** GIVEN PROBLEM 1 **
Can you pick out every line of the listing below that contains the string "arch"?

** SELECTION **
%%
A convenient way to do this would be to create a confidence tag, which would consume no input, and which would have the following attributes:
attributes ::= tagType tagID [attributeName] confidenceValue
tagType ::= CDATA
tagID ::= IDREF
attributeName ::= CDATA
confidenceValue ::= CDATA
{confidenceValue ::= 0 < x < 1}
where
tagType
would range over the names of all the tags of TimeML
tagID
would range over the set of actual tag IDs within the current document (XML type IDREF)
attributeName
would range over the names of all the attributes of all the tags of TimeML
confidenceValue
would range over the rationals (i.e. would have a floating point value) between 0 and 1
So, for example, given this annotation:
(23) The TWA flight
<EVENT eid="e1" class="OCCURRENCE">
crashlanded
</EVENT>
<MAKEINSTANCE eiid="ei1" eventID="e1" tense="PAST" aspect="NONE"/>
on Easter Island
<TIMEX3 tid="t1" type="DURATION" value="P2W" beginPoint=”t2” endPoint=”t3”>
two weeks ago
</TIMEX3>
<TIMEX3 tid=”t3” type=”DATE” value=”1999-12-06” temporalFunction=”true” anchorTimeID=”t1”/>
...
%%
** GIVEN PROBLEM 2 **
Could you reproduce, word for word, the part of the TimeML excerpt above starting with "A convenient way" and going on through "(XML type IDREF)"?

** EXTRACTED ENTRIES **
%%
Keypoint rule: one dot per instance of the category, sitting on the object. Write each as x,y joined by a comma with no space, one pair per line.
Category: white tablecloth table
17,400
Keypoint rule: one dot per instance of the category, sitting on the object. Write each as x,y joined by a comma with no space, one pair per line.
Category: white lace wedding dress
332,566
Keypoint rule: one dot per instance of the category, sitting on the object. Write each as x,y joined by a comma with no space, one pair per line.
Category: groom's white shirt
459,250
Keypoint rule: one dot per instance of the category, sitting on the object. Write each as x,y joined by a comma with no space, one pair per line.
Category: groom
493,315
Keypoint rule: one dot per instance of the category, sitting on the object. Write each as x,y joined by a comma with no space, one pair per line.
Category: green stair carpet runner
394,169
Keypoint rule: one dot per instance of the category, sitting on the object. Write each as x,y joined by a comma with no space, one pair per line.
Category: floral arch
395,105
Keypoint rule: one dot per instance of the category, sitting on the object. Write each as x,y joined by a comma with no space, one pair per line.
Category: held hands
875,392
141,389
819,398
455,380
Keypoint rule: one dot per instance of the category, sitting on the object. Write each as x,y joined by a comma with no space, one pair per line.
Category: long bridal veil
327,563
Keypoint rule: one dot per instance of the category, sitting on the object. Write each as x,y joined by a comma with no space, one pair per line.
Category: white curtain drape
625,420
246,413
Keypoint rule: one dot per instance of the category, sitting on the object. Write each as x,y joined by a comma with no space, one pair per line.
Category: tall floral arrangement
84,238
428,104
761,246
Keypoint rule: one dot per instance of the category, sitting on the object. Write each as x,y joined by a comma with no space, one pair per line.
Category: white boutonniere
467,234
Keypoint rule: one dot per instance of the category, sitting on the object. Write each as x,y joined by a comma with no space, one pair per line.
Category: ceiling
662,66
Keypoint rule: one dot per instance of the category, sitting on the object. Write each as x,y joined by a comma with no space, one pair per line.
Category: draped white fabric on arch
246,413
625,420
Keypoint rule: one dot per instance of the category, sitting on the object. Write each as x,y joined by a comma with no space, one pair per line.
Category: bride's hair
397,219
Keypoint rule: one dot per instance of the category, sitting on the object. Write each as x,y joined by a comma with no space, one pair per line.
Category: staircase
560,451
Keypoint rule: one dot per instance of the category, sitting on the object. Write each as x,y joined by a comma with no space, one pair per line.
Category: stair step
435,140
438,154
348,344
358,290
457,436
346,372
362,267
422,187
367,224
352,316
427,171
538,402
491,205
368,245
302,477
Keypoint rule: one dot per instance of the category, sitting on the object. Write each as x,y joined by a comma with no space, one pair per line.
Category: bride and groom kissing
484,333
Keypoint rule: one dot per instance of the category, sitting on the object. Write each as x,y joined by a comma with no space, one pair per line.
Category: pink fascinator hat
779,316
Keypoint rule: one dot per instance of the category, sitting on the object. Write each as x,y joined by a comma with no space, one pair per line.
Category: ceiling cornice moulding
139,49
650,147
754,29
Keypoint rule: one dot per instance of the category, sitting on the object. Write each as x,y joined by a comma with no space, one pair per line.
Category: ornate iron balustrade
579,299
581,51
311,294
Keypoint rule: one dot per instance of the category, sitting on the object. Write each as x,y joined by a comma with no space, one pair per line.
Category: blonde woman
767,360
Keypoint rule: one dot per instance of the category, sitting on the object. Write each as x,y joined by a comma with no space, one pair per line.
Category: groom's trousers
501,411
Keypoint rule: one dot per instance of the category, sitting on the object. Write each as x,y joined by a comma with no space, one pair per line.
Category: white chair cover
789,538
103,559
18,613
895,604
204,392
%%
** EXERCISE OUTPUT 1 **
Category: floral arch
Category: draped white fabric on arch

** EXERCISE OUTPUT 2 **
A convenient way to do this would be to create a confidence tag, which would consume no input, and which would have the following attributes:
attributes ::= tagType tagID [attributeName] confidenceValue
tagType ::= CDATA
tagID ::= IDREF
attributeName ::= CDATA
confidenceValue ::= CDATA
{confidenceValue ::= 0 < x < 1}
where
tagType
would range over the names of all the tags of TimeML
tagID
would range over the set of actual tag IDs within the current document (XML type IDREF)